SELECTED TEXT >>

--- START ---

¹ http://www.jamesgerity.com/biblio/authority.pdf
I don't even know what a fake word is.
https://deconstructor.ayush.digital/w/flonkers
"Flonkers: A made-up word, likely humorous". Aren't all words made up? Edit: This one, unlike my previous example, is actually in use - flonkers: an animal that looks fat but is actually just fluffy.
One person inventing a word that they have never heard before doesn't negate the possibility of that word being in common use somewhere.
https://books.google.ca/books/about/Arboreality.html?id=S95Y...
"An expansion of the 2020 Theodore Sturgeon Memorial Award winning story. Arboreality is a finalist for the Philip K. Dick Award and the winner of the 2023 Ursula K. Le Guin Prize for Fiction."
Terryjambled means "mixed up in a confused or disorderly state, and covered with or resembling terry cloth."
Refugglemander means to "to manipulate electoral district boundaries in a way that impacts refugees."
I'm sorry, OP. This just isn't very good.
Maybe I'm coloured by having spent half a decade of my life on a linguistics degree, though.
I find the connections it draws amusing. Since I'm not the inventor of the word "refuggle," I can't say that I know its etymology or how it relates to "refugee." But I guess this is one weakness of LLMs: they're bad at admitting they don't have an answer.

--- END ---

Data for grounding referring expressions >>
--- START ---

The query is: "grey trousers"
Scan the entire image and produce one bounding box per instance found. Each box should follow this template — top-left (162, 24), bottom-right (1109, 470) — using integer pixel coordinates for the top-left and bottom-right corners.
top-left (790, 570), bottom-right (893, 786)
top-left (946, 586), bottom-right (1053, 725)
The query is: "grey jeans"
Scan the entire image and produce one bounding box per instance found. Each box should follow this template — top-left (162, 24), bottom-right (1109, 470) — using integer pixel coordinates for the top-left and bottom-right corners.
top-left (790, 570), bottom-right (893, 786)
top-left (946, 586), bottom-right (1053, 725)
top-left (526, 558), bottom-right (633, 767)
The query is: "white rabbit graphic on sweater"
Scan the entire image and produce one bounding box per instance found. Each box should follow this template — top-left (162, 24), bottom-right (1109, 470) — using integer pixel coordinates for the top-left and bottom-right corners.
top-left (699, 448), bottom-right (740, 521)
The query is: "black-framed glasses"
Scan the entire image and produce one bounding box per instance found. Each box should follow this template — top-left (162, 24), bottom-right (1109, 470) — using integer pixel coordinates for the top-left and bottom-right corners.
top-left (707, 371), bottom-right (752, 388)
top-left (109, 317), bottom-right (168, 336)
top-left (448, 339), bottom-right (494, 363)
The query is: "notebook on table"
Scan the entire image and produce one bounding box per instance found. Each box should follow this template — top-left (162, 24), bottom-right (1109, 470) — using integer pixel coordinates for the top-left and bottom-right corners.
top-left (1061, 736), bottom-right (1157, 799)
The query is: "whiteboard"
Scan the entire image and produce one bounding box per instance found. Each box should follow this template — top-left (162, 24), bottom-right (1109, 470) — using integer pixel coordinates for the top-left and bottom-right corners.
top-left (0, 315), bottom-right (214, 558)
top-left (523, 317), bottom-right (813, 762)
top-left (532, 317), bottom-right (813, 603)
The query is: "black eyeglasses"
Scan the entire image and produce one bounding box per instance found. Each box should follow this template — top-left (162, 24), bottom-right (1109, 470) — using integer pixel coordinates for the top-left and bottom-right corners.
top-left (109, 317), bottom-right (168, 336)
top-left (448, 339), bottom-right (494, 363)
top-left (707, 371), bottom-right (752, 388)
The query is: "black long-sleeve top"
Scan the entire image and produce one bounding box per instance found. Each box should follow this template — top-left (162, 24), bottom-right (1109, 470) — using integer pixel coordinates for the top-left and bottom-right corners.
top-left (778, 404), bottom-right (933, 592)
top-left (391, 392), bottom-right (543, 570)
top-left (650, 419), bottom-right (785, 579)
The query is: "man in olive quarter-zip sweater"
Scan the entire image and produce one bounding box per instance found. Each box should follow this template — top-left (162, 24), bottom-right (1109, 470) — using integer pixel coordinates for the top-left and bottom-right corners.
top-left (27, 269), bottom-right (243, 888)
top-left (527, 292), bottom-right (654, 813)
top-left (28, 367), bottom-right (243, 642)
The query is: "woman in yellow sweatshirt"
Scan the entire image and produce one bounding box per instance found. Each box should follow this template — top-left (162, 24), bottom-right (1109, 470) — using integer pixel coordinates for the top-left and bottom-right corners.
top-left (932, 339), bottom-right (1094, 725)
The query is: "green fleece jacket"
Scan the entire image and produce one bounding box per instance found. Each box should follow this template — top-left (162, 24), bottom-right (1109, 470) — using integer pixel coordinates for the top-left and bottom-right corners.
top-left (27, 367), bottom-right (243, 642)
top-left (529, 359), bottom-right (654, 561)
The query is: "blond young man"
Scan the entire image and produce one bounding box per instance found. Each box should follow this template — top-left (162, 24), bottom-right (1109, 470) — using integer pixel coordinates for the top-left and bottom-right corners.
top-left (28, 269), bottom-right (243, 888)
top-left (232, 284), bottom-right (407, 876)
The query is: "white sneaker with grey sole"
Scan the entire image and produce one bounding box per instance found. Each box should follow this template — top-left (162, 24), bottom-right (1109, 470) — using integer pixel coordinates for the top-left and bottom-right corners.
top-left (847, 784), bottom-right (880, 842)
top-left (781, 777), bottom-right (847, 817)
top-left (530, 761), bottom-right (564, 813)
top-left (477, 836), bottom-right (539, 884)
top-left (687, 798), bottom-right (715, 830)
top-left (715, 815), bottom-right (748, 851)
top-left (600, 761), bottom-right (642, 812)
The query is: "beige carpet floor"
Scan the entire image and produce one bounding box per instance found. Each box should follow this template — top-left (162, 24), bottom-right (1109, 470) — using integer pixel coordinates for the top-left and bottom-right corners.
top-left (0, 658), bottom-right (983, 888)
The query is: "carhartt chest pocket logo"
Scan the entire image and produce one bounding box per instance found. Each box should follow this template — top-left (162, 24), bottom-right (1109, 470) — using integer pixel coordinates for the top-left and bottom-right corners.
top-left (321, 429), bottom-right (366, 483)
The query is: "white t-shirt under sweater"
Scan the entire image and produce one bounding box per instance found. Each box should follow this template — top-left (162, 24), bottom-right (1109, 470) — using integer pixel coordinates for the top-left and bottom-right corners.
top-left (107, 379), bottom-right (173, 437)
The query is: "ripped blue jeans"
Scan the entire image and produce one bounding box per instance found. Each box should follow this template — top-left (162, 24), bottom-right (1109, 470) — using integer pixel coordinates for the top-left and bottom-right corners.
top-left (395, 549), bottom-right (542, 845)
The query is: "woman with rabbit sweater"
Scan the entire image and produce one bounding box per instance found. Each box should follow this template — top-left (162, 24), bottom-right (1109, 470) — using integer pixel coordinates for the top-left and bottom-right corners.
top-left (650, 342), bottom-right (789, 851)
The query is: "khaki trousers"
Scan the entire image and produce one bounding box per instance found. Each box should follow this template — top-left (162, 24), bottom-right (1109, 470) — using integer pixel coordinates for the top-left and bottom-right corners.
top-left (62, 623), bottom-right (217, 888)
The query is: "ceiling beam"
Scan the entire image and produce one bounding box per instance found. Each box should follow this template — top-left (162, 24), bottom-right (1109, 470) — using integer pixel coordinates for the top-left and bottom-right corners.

--- END ---

PROBLEM >>
Reproduce the passage from the thread about made-up words, starting at the words "https://books.google.ca/books/about/Arboreality.html?id=S95Y..." and stopping after the words "isn't very good.".

EXERCISE OUTPUT >>
https://books.google.ca/books/about/Arboreality.html?id=S95Y...
"An expansion of the 2020 Theodore Sturgeon Memorial Award winning story. Arboreality is a finalist for the Philip K. Dick Award and the winner of the 2023 Ursula K. Le Guin Prize for Fiction."
Terryjambled means "mixed up in a confused or disorderly state, and covered with or resembling terry cloth."
Refugglemander means to "to manipulate electoral district boundaries in a way that impacts refugees."
I'm sorry, OP. This just isn't very good.